# CFD Accounting Question



## stun (5 November 2014)

Hi there,

I have set up a business as a sole trader. I intend to trade CFD's as well as consulting as an engineer.
I have funded my CFD account from my business bank account. How do I represent this transaction in my business accounts? Is it an expense or is it treated another way?

Thanks

Stuart


----------



## DeepState (5 November 2014)

stun said:


> Hi there,
> 
> I have set up a business as a sole trader. I intend to trade CFD's as well as consulting as an engineer.
> I have funded my CFD account from my business bank account. How do I represent this transaction in my business accounts? Is it an expense or is it treated another way?
> ...




It is a transfer. No revenue or expense (maybe credit card charges depending on the actual source) has been received or incurred on this move alone.


----------



## stun (6 November 2014)

Thanks for that.

I can see now that no financial change has been made so that makes sense, thanks. How do I then account for the future loss or gain in my CFD trading account? Do I have to reconcile it back to my account somehow? or is the transfer one sided indefinately? What if I double it in one month, or worse case scenario I blew the lot?

Cheers

Stuart


----------



## McLovin (6 November 2014)

stun said:


> Thanks for that.
> 
> I can see now that no financial change has been made so that makes sense, thanks. How do I then account for the future loss or gain in my CFD trading account? Do I have to reconcile it back to my account somehow? or is the transfer one sided indefinately? What if I double it in one month, or worse case scenario I blew the lot?
> 
> ...




You account for it on a transaction basis. Bought XYZ at $1 sold at $4 report $3 profit etc. Which account the money is in is much of a muchness. What account are you trying to reconcile it back to?


----------



## stun (6 November 2014)

My sole trader business account where I track incomings and outgoings for profit/loss and tax purposes


----------



## McLovin (6 November 2014)

stun said:


> My sole trader business account where I track incomings and outgoings for profit/loss and tax purposes




Why? It doesn't matter what account the money is in. The ATO calls a profir a profit and a loss a loss.


----------



## stun (6 November 2014)

Ahhh, so I just add my CFD account balance to business bank Balance at any given time then?


----------



## skc (6 November 2014)

stun said:


> Ahhh, so I just add my CFD account balance to business bank Balance at any given time then?




On the balance sheet, you'd probably just have a line item called "trading account balance" or something like that. It is "cash or cash equivalent" if you much lump it into that bucket.

On the P&L, you'd have a line item called "CFD trading income". You add that to your business income when the time comes.

The real question is probably weather you mark-to-market at quarter/year end on open positions... my guess is that you should.



stun said:


> What if I double it in one month, or worse case scenario I blew the lot?




Actually worst case scenario is that you blow a lot more than what you put it. So don't get into such possibility.

Good luck.


----------



## McLovin (6 November 2014)

stun said:


> Ahhh, so I just add my CFD account balance to business bank Balance at any given time then?




What skc said. On your bal sheet you'll have an item called cash that has the total cash owned by the business. Then in the notes you'd have it split out by cash in each account. Ultimately shuffling money around accounts doesn't do anything except add journal entries to the ledger.

I guess the only question is why not just put the CFD account in your name instead of in a business name?


----------



## stun (10 November 2014)

Thanks A lot guys. Much appreciated.

MY CFD account, Business Bank Account and my personal name are all exactly the same, as the simplest form of sole trader. And yes, I see no reason not to use GLV (Gross Liquidation Value) of the CFD account as the current cash balance at any point in time. All commission, access fees and such are all expenses to be offset against income so I think this method will work .

Thanks

Stuart


----------

▶ Records provided
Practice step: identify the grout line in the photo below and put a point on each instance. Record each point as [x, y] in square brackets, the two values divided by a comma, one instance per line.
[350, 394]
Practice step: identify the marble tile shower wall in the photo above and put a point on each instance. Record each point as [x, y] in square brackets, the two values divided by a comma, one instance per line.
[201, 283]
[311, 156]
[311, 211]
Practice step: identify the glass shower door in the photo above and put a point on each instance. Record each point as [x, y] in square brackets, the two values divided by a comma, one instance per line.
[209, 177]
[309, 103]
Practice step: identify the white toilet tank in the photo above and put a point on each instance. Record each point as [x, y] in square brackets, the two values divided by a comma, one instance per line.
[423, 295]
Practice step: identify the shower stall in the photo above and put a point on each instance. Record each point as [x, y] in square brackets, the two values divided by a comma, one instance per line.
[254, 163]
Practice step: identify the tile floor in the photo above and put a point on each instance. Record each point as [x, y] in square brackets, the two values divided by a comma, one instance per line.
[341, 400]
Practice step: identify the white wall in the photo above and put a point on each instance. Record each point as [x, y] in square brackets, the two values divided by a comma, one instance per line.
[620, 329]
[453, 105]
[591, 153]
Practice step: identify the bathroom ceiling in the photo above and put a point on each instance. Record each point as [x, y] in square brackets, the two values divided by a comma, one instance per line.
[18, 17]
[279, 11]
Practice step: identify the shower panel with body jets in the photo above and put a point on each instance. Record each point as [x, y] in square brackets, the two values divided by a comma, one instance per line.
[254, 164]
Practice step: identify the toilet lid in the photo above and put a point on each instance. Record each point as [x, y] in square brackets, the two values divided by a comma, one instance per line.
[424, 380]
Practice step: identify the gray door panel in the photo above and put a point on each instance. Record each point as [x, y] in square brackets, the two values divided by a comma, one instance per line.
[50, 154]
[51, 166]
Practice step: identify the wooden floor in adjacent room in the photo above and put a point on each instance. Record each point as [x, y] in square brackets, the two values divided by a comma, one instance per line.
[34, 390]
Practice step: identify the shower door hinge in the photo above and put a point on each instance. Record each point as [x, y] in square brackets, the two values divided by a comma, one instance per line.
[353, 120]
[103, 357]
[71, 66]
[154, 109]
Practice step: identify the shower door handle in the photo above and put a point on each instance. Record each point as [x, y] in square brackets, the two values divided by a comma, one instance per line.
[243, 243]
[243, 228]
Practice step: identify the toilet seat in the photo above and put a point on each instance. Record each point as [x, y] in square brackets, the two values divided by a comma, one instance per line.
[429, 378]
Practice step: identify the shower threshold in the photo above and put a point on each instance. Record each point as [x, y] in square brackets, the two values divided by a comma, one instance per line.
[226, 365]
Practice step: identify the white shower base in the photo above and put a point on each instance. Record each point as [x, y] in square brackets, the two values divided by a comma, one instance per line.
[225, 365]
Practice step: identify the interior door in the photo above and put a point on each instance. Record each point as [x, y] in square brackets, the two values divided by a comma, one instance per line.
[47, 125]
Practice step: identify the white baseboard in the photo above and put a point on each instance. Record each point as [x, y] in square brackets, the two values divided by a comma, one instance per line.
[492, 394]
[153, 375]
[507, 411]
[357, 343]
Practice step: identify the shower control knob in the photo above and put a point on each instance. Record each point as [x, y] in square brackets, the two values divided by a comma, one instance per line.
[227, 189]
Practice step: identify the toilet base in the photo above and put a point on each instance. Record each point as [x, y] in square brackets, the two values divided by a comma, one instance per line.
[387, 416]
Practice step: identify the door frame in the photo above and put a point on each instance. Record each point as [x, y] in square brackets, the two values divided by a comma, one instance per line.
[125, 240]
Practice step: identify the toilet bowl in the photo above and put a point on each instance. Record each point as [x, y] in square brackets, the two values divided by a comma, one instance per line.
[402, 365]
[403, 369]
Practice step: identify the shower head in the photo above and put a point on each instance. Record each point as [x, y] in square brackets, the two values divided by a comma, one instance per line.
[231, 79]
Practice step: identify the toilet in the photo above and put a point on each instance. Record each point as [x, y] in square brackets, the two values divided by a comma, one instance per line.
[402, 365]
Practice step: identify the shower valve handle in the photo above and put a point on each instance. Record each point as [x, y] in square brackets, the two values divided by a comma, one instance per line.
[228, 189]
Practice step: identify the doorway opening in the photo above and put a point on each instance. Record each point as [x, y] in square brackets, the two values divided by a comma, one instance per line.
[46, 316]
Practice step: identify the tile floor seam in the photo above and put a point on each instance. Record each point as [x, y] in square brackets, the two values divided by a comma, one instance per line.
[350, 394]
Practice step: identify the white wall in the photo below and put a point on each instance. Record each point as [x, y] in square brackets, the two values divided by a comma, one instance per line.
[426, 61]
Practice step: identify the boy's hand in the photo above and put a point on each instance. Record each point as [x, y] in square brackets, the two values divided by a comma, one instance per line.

▶ Request
Can you copy the CFD accounting thread between "## skc (6 November" and "into that bucket.", inclusive, swapping "balance sheet" for "statement of financial position"?

▶ Response to the exercise
## skc (6 November 2014)

stun said:


> Ahhh, so I just add my CFD account balance to business bank Balance at any given time then?




On the statement of financial position, you'd probably just have a line item called "trading account balance" or something like that. It is "cash or cash equivalent" if you much lump it into that bucket.